** Brief 1 **
According to the essay on citizenship and ideology, for how long has the neoconservative ideology been percolating?
** Brief 2 **
List every event that the opening paragraph of the essay on citizenship and ideology names as part of the conflation of events.
** Brief 3 **
Write the next passage of the essay on citizenship and ideology, picking up after its final sentence.

** Reading text **
Citizenship: Antidote To Ideology genre: Just Jihad & Polispeak & Six Degrees of Speculation

Citizenship

We have seen an interesting conflation of events that point to the complexity of politics. Those events include the victory by Ned Lamont in Connecticut, the rollout of the new GOP talking points with regards to the war on terror and national security, the increasing sectarian violence in Iraq (civil war), the Israeli offensives in Gaza and Lebanon, and the foiled terror plot in London.

There is certainly ample evidence that all of these situations have some connection to the neoconservative ideology that has been percolating for at least three decades and has risen to prominence under the stewardship of the Bush administration. At the same time, it is safe to say that the Israeli-Palestinian conflict has traveled a parallel path that has fostered an ideology that is now defined as Islamo-fascism by the President and his neocon cohorts.

The problem with ideological conflict is that it tends to overwhelm the political process because it is often seen to have superior standing...politics is seen as the vehicle with which to implement the ideology. The danger arises when the practice of politics is determined to be nothing more than a means to an end...simply a tool to be manipulated. Essentially, politics as the practice of government is supposed to be the social contract whereby a number of ideological groups have mutually established a system that allows each ideology to function but none to dominate. Collectively, it seems that the world has begun to move away from the notion of a social contract and towards a process of ideological purification.

** Data section **

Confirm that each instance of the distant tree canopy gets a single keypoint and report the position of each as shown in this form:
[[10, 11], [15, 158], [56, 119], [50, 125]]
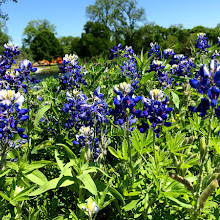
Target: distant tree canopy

** Response 1 **
For at least three decades.

** Response 2 **
- The victory by Ned Lamont in Connecticut
- The rollout of the new GOP talking points with regards to the war on terror and national security
- The increasing sectarian violence in Iraq (civil war)
- The Israeli offensives in Gaza and Lebanon
- The foiled terror plot in London

** Response 3 **
Unfortunately, once that process begins, the social contract is quickly challenged as groups that feel threatened by the politics of other ideological actors set out to reassert their own ideology and the conflict escalates into a wholesale expansion of absolutist rhetoric. Once that cascading sequence is triggered, the process back to stasis...a commitment to the prior or a newly created social contract is akin to the notion of a pendulum...meaning there is sufficient energy to keep the back and forth struggle energized such that it is difficult to achieve a position of equilibrium.

Newsday's Craig Gordon has a good article that discusses the war on terror in this context.

WASHINGTON -- President George W. Bush likes to boast of five attack-free years in the United States since 9/11. He claims to have decimated the al-Qaida network.

But the re-emergence of an al-Qaida-style mega-plot - even a foiled one - shows just how little headway Bush's war on terrorism has made in defeating Islamic extremism, several analysts said yesterday.

"We took our eye off that ball when we didn't finish that job in Afghanistan at the outset, and when we decided to add Iraq," said Leslie Gelb, a longtime foreign policy analyst with the Council on Foreign Relations.

Now Gelb sees the United States facing a decades-shaping battle for influence with Muslim extremists, one in which everyday people in the Middle East are deciding whether to cast their lot with America or the terrorists.

And the terrorists are making headway in the battle for public opinion, whether among insurgents in Iraq or with Hezbollah in Lebanon, fighting the U.S. ally Israel.

"This is a time when we would hope Muslims would be turning against extremists in their midst who are killing other Muslims, but that isn't happening," Gelb said.

"We have rolled up some key guys, no doubt about it, but when we roll up the third, fourth, fifth operations chief of al-Qaida, that's nothing to celebrate," said Tom Sanderson, an expert on terrorist threats at the Center for Strategic and International Studies in Washington. "That's a signal that good people are taking over as soon as the other guy gets knocked off."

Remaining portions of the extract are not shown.